### [TEXT]
# Suggestions & experiences on an External Hard Drive with thunderbolt capability?



## Carola (Dec 30, 2014)

Good morning, I am in the process of purchasing 2 EHDs on which I plan to store my photo library & Lightroom Catalog (EHD 1) and use the 2nd EHD for backup. I've been told the best way to go is to get one with both thunderbolt & usb connection.

I looked at EHDs last night at the apple store & best buy - LaCie, G drive & Seagate.  I was astonished at how heavy the LaCie and G drives 3 to 4TB are, vs the 2TB.  Seagate is much lighter but their BackupPlus lacked thunderbolt capability.  

I could store the LR catalog on my Mac but I use IMAC only 75% of the time and my MacBook Pro 25%.  Both Macs are recent purchases (i just migrated from slow PC) with the goal of cataloging a large photo collection (about 100 to 200k photos currently occupying about 1TB on a Seagate Drive.

Would be very interested to know what EHDs you use for your photo library or LR catalog - also backup - (brand? 4TB? 2TB?) and any experience you have vs the above.  Many thanks!


----------



## Tony Jay (Dec 30, 2014)

Hi Carola, welcome!

I am not sure that Thunderbolt connectivity is essential for you.
I use USB connections for my EHDD - I use four EHDD and use USB3 connections and these are plenty fast for the purpose.
I am aware of exactly how fast Thunderbolt 2 connections are but the prices are jolly steep currently.
Thunderbolt-connected devices will drop in price with time.

FWIW I backup both catalog and image collection on a single drive - it makes the backup process so much easier.
I have two internal drives and four external drives that are mirrors of the others and that only have the catalog and image collection on them.

Tony Jay


----------



## Jim Wilde (Dec 30, 2014)

I recently went through the same selection process when moving my image library and catalog from my Windows desktop, which has multiple internal drives (SSD and 7200rpm HDD), to my MBP with a single 500gb SSD. I considered dual interface (TB and USB3) external drives, but in the end decided that a 4gb G-Tech drive with single USB3 interface would be OK.....and so it has proved. I'm perfectly happy with the drive, but note that I currently keep my catalogs on the internal SSD (they're not that big, image-wise, so for now I can afford to keep them there). When/if I need to move them off the internal SSD I'll probably look again at the G-Tech Thunderbolt Raid drive, but that's likely a way off.

For backup, I have a variety of external devices: a Synology NAS, a set of portable USB3 drives which I cycle off-site, and a WD My Passport Pro. The latter is a portable Thunderbolt-only Raid0 drive which I keep permanently connected to my MBP via a Belkin Thunderbolt 2 dock station, and is the drive I would take with me should I need to go mobile with the MBP and need my full catalog with me. Being a portable drive means it's BUS-powered, so no bulky power adapter to carry with me.


----------



## clee01l (Dec 30, 2014)

Just to add to the plethora of decisions, I got an Apple Airport 3TB Time Capsule for one of my back up solutions.  It is a dedicated NAS that sits in your home network.  (not a portable solution, but a great backup solution, especially with two computers needing backup)

### [RECORDS SUPPLIED]
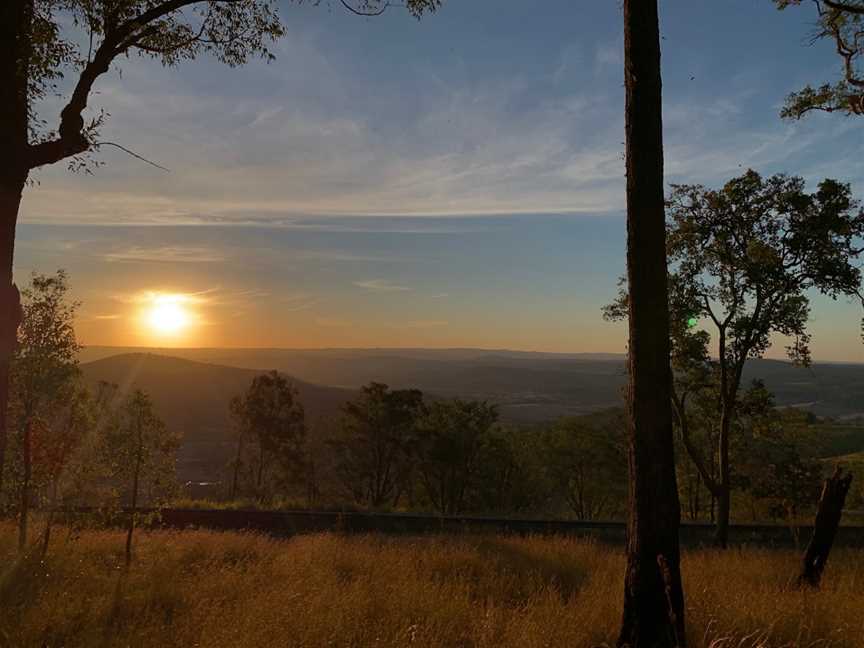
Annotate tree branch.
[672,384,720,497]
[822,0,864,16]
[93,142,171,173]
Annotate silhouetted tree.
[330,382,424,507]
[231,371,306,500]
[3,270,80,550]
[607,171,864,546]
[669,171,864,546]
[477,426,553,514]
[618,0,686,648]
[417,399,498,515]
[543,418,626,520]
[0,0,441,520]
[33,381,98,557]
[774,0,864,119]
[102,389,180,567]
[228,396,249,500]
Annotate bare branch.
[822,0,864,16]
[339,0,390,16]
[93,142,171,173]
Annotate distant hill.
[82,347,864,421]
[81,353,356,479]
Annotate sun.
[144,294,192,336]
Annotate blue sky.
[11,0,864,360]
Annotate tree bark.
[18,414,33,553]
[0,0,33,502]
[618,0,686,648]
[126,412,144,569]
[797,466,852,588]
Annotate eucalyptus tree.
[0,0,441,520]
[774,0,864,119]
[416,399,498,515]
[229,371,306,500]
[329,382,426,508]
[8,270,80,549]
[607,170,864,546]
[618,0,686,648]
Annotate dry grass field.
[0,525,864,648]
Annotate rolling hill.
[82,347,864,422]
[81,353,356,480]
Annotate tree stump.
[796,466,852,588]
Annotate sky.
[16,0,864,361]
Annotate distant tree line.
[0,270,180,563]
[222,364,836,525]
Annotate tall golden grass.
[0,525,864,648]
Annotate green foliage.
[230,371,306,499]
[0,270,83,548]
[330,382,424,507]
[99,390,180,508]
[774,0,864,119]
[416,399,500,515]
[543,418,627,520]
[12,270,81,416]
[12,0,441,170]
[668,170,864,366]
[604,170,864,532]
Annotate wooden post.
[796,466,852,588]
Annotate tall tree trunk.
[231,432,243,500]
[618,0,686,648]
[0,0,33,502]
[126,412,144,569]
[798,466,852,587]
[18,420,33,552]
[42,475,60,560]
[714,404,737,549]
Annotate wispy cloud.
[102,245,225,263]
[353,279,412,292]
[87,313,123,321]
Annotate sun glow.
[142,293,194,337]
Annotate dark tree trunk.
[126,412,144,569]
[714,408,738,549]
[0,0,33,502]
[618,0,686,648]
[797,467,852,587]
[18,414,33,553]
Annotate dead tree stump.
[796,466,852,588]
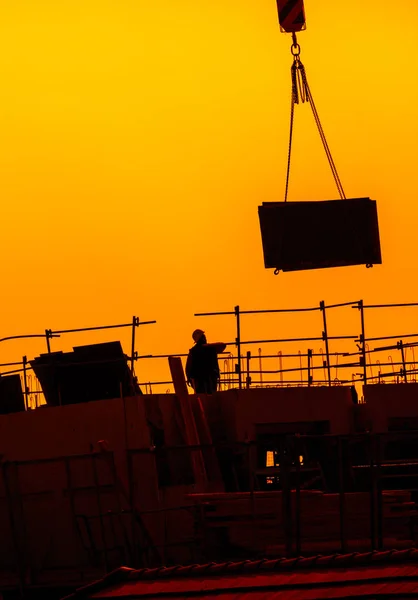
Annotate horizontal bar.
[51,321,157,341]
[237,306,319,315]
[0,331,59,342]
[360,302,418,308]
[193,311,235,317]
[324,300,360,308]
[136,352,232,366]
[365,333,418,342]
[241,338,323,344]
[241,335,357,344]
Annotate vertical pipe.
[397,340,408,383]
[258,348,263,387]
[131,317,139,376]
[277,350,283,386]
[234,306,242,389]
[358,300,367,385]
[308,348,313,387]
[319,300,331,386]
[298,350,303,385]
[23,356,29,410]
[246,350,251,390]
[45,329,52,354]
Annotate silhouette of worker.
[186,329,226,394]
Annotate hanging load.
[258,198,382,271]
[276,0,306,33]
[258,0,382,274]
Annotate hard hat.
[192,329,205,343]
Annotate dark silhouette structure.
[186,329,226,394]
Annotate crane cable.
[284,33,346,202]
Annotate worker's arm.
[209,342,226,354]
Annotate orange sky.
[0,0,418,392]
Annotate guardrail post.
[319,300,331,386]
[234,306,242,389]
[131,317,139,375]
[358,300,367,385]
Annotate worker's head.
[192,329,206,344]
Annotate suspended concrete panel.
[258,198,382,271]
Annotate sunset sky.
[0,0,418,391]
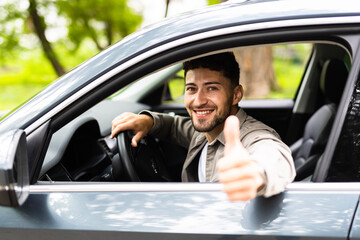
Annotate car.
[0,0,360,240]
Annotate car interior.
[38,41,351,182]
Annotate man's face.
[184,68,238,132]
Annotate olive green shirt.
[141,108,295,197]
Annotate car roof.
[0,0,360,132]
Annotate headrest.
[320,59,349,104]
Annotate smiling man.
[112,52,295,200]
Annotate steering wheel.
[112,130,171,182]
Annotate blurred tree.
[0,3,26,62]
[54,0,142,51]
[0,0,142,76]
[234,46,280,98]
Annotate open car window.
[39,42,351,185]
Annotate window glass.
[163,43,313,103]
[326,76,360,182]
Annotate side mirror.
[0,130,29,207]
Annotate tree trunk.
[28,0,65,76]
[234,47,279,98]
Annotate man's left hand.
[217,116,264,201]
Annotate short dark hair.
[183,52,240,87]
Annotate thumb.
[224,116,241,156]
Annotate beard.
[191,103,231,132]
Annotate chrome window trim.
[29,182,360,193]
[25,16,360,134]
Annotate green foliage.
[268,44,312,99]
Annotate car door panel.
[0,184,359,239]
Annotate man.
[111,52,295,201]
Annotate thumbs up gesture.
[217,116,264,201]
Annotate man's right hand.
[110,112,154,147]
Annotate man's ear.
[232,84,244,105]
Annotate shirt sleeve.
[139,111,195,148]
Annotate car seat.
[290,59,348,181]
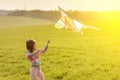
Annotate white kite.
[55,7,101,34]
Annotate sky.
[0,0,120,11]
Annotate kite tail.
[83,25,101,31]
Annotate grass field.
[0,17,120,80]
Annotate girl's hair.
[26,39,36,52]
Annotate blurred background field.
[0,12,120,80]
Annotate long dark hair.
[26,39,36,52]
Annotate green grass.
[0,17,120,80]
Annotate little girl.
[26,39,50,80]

### [TASKS]
a: According to the thread, which drive does Jim Wilde keep permanently connected to his MBP?
b: Copy word for word the part of the thread that begins at the words "Thunderbolt-connected devices will" and stops after the words "collection on them.".
The records have nothing to do with what is asked here.

### [OUTPUTS IN ORDER]
a: A WD My Passport Pro, connected through a Belkin Thunderbolt 2 dock station.

b:
Thunderbolt-connected devices will drop in price with time.

FWIW I backup both catalog and image collection on a single drive - it makes the backup process so much easier.
I have two internal drives and four external drives that are mirrors of the others and that only have the catalog and image collection on them.